» Exercise aim
Your answer should be the records below, repeated exactly as they stand.

Input material: Begin

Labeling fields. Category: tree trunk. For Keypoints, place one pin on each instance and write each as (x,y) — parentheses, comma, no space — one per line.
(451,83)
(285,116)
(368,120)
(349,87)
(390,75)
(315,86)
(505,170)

Input material: End

» Exercise response
Labeling fields. Category: tree trunk. For Keypoints, place one pin on each instance and write each as (x,y) — parentheses, comma, no space — one per line.
(451,83)
(285,116)
(368,120)
(349,87)
(390,75)
(315,86)
(505,170)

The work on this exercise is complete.